Supplied text —

____________

Big data plus mapping equals opportunities to improve care, cut costs

Technology that not only aggregates a person's health data, but adds in publicly available information about where patients live, can help healthcare organizations achieve the Triple Aim of improving the care experience, improving care and cutting costs, according to an article at Health Affairs.

The Health Affairs article describes the geographic health information system used at the Duke University Health System, which combines not only 16 years' worth of health data on patients--it's the predominant provider in its county--but birth and death records, U.S. census demographic data, county tax-parcel data, crime and housing statistics, environmental data and more.

It allows users to map data about patients' living conditions, where they receive their care and the resources available to them locally, and describes three scenarios in which the maps this system provides have been used to improve care:

  • A project focused on reducing childhood lead exposure enabled the Durham County (N.C.) Health Department and community advocacy groups to pinpoint areas on which to focus their efforts. The system allowed them to combine county tax assessor data on housing conditions, blood lead screening data from clinic visits and census demographic data to set strategies of reaching out to mothers with homes in high-risk areas, hold screening clinics in those neighborhoods and go door-to-door with information about lead exposure. The county housing department used the model to prioritize how it would spend housing rehabilitation funds. It enabled parents to seek screening for their children and to press for better-quality housing.
  • In a project to reduce the use of emergency departments for primary care, researchers were able to map characteristics such as employment status, whether the person had insurance and other demographics to boost efforts to provide more appropriate, less-expensive alternatives close by.
  • In a project to improve diabetes care, researchers were able to map patients whose A1c was out of goal range. With that information, new individual and community-based diabetes intervention programs are being developed based on patients' neighborhood contexts. It pinpointed pockets of high-risk patients among whom modest improvements could mean big savings.

The data aggregation and mapping not only highlight opportunities to take action, but the ability to monitor progress on the individual, neighborhood and community level and to evaluate the impact of interventions, the researchers point out.

All the aggregation and mapping, however, requires enhanced skill in protecting patient privacy, the researchers said, especially when such maps are displayed in public.

A report by consulting firm McKinsey & Co. recently projected that data analytics could help U.S. citizens save as much as $450 billion in healthcare costs.

Efforts such as an algorithm that identifies diabetic patients in real time, and efforts to reach out to them are at the heart of population health management, Bonnie S. Cassidy, senior director of HIM innovation at Nuance Communications, wrote in an article about the emerging role of population health information management professionals. Such efforts could be effective in reaching patients who might not visit their doctors regularly.

____________

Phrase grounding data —
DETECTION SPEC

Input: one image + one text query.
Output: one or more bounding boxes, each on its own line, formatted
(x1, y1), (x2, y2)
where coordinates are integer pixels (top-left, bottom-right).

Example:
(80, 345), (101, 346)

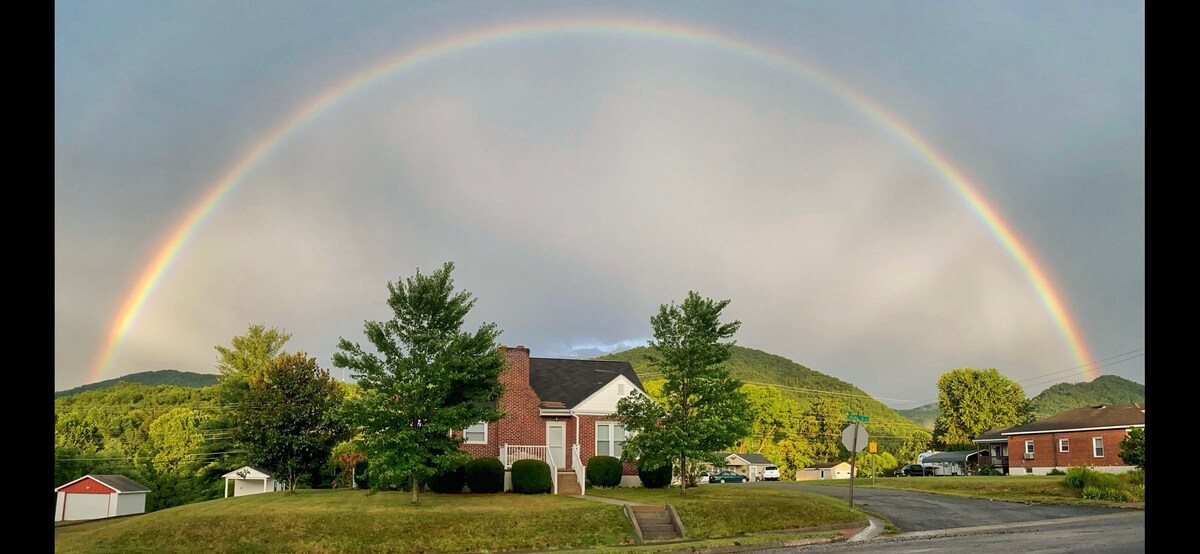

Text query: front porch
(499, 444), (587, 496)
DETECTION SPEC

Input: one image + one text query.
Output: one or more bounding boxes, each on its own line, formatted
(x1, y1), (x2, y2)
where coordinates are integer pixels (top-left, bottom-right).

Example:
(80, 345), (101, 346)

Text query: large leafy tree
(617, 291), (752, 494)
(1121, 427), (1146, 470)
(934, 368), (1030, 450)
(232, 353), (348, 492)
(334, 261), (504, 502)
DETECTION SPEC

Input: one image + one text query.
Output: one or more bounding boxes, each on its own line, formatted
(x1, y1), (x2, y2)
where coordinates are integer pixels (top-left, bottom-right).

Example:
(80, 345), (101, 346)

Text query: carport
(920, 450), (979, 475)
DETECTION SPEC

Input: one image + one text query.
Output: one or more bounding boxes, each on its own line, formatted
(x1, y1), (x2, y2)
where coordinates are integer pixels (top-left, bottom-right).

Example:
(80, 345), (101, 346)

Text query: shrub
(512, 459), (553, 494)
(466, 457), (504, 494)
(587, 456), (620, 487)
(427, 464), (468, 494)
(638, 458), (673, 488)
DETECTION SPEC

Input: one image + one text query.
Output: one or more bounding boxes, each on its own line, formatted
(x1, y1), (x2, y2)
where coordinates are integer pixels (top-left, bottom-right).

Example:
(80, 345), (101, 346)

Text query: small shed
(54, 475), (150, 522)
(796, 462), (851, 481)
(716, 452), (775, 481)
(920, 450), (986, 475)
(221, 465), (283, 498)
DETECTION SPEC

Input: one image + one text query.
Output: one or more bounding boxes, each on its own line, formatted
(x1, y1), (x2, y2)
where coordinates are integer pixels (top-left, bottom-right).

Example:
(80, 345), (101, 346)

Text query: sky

____________

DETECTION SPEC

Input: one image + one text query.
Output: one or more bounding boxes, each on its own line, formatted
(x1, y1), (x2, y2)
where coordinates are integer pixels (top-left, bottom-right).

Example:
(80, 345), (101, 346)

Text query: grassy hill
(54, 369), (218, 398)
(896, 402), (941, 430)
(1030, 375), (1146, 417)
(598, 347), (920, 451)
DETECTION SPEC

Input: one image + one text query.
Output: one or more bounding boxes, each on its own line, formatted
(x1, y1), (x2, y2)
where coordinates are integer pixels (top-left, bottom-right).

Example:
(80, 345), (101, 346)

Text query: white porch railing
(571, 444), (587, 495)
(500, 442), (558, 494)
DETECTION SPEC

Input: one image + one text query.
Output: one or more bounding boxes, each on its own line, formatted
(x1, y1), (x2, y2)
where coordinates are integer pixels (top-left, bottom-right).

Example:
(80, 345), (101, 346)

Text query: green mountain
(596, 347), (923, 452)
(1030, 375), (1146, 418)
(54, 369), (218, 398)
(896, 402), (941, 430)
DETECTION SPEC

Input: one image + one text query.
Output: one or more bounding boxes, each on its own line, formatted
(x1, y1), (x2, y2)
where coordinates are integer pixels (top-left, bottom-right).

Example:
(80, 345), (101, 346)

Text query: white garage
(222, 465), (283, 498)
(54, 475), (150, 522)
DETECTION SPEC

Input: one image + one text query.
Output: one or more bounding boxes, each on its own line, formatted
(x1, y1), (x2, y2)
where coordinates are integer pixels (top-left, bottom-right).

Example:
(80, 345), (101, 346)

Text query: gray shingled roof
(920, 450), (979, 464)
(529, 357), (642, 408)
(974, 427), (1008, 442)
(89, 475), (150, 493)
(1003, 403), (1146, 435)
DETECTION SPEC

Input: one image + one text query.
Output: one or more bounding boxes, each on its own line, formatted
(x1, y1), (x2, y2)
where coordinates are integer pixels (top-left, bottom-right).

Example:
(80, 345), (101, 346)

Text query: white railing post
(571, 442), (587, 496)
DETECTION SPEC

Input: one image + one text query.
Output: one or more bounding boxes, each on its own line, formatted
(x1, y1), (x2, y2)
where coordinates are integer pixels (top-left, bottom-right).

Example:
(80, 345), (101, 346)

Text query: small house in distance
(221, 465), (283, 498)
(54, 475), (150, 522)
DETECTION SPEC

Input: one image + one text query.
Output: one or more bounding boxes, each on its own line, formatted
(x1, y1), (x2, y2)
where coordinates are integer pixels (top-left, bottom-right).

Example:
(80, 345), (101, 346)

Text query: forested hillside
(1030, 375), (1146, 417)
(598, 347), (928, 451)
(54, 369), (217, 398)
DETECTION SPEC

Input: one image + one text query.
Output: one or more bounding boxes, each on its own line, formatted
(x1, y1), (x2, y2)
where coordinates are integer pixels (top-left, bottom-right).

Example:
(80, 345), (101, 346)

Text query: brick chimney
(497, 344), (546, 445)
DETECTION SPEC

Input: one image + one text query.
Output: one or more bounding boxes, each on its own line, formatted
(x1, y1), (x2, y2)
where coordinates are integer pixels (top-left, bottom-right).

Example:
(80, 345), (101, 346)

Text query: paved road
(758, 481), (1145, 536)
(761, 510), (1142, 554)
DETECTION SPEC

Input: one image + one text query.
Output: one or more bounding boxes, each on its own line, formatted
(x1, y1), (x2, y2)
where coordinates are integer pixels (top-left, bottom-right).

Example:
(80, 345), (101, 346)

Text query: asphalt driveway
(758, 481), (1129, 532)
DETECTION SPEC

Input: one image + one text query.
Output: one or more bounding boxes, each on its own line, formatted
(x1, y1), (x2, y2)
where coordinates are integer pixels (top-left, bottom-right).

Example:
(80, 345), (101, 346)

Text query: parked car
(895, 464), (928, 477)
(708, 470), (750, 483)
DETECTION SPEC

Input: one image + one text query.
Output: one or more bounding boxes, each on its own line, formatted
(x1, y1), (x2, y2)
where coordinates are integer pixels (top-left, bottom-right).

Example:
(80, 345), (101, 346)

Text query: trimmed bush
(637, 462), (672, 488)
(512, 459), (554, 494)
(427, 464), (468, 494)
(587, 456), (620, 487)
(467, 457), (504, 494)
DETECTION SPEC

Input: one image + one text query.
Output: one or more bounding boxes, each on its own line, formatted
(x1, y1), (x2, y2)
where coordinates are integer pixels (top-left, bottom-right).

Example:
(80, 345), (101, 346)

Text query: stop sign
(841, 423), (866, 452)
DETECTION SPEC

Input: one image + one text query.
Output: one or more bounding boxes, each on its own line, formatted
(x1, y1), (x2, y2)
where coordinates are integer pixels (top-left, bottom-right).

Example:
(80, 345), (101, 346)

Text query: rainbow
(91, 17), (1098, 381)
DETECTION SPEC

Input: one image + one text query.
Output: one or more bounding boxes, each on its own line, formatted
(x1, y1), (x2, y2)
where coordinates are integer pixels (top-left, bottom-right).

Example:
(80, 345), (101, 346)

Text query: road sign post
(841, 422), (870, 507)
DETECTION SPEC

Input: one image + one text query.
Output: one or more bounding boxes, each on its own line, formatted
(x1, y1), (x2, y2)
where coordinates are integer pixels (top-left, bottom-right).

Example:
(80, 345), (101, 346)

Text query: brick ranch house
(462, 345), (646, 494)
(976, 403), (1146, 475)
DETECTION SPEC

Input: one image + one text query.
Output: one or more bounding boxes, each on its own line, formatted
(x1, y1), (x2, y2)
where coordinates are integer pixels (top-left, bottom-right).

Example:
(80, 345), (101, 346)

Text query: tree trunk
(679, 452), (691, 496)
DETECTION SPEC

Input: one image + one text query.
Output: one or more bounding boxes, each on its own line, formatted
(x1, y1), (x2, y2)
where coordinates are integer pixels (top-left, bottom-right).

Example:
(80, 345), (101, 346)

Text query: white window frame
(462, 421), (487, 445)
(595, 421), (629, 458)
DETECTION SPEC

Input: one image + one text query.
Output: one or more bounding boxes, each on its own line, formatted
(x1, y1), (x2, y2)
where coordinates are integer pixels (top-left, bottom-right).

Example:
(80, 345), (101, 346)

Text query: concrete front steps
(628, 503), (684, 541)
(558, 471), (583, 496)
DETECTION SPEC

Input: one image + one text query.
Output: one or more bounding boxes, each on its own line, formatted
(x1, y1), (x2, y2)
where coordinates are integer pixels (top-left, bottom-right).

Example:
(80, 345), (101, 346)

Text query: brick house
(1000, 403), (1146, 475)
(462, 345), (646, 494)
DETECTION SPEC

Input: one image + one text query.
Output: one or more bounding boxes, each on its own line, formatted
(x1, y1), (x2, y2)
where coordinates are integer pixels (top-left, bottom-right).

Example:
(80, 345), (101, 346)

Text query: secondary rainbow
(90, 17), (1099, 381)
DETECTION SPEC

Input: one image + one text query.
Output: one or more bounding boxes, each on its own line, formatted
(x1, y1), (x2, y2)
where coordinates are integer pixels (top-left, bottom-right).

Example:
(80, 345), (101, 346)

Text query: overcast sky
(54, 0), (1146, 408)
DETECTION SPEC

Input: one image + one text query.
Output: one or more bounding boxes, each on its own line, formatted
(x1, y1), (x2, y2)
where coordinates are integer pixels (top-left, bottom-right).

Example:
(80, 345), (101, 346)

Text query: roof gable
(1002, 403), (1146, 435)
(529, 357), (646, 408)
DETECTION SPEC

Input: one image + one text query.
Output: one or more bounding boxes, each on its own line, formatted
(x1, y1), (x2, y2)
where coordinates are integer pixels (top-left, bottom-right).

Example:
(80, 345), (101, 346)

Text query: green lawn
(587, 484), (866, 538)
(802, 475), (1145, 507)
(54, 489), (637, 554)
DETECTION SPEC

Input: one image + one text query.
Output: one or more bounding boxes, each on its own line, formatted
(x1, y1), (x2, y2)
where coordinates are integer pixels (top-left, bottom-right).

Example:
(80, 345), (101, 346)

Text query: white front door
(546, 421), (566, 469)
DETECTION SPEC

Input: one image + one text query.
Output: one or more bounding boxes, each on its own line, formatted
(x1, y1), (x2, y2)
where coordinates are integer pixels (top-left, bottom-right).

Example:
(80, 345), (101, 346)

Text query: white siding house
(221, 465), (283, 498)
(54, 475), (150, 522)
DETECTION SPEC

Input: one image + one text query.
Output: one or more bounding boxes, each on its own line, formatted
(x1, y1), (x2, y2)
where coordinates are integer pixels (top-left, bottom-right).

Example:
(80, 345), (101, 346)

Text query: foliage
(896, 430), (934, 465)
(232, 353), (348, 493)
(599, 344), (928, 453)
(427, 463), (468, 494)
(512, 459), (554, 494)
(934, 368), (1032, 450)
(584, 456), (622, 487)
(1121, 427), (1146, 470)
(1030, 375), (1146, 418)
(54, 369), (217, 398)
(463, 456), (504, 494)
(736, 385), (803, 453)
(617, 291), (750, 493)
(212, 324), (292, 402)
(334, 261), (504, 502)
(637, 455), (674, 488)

____________

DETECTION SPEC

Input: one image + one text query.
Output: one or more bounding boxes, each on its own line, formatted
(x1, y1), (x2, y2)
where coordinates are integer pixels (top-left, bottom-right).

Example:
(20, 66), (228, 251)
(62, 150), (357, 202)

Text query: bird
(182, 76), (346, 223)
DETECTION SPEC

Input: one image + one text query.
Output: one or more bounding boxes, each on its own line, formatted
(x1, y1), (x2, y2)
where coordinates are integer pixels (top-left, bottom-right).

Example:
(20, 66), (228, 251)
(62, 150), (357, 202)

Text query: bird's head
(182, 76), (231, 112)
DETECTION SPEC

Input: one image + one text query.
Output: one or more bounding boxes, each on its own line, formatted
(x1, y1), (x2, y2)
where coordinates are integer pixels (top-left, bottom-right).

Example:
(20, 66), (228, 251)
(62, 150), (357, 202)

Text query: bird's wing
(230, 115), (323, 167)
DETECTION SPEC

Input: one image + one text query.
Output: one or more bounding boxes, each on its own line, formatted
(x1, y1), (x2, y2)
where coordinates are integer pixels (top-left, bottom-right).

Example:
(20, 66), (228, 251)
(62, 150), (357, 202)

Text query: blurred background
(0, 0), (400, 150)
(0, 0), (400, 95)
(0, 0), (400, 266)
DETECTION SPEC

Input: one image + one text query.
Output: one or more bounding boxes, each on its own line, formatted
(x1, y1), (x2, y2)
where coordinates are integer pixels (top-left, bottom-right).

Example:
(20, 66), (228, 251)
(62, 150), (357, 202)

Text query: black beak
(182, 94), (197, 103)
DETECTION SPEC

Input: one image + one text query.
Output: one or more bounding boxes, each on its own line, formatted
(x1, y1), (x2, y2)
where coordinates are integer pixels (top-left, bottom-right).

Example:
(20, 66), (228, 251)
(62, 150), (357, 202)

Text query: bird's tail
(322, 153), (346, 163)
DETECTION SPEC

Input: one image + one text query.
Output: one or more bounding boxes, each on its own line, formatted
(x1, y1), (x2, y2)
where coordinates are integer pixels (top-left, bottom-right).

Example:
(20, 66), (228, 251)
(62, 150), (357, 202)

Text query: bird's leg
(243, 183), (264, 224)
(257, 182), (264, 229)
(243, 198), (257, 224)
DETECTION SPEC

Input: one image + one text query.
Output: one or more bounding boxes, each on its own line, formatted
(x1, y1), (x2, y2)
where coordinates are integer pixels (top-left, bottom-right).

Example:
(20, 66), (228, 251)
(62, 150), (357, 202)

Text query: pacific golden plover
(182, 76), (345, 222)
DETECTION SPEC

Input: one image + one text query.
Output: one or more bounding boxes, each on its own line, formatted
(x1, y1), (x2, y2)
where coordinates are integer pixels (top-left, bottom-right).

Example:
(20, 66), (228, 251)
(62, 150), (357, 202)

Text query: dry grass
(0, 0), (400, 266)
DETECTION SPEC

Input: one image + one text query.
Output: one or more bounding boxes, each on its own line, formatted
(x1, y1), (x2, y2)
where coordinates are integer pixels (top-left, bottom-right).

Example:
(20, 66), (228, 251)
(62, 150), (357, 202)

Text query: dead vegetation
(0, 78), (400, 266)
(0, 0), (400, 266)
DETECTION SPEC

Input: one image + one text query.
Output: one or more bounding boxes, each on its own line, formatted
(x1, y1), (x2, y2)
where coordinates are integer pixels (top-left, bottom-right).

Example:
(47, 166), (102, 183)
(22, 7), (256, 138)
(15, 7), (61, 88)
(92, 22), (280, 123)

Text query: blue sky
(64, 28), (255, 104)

____________

Task objective — Replace "consulting firm" with "management consultancy" in the stretch from "A report by" through "in healthcare costs." of the article on health data mapping, and give that stretch again.

Result of this exercise —
A report by management consultancy McKinsey & Co. recently projected that data analytics could help U.S. citizens save as much as $450 billion in healthcare costs.